Supplied entries:
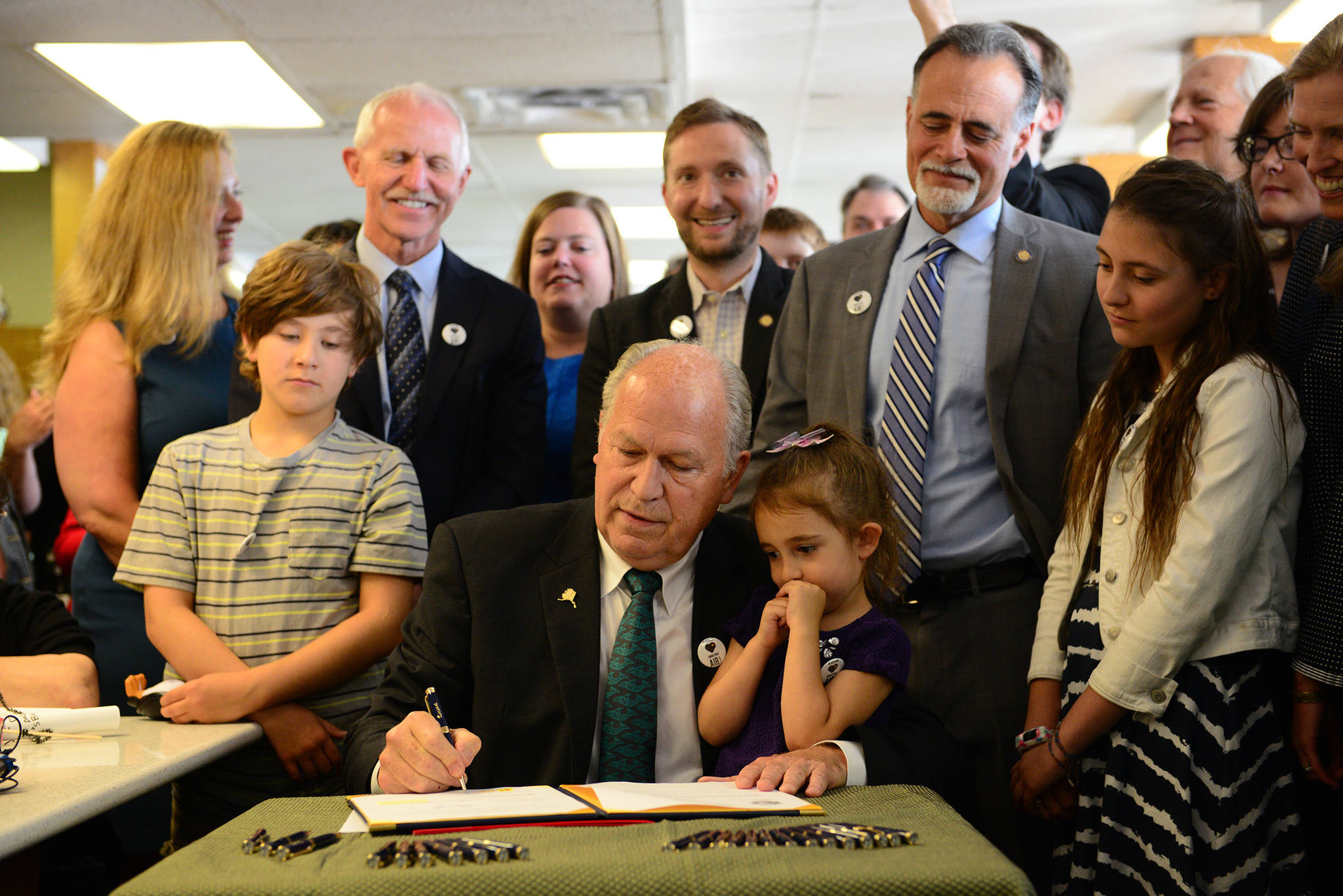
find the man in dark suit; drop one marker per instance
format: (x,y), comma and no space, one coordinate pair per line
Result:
(1021,349)
(521,610)
(466,393)
(1073,195)
(717,185)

Requirements: Set down every line of the items above word for word, omitting the pictures.

Problem solution:
find the man in dark suit; drop one marker per instance
format: (x,y), comma and no space, one coordinate pair per line
Result:
(1021,349)
(521,610)
(466,393)
(1073,195)
(717,185)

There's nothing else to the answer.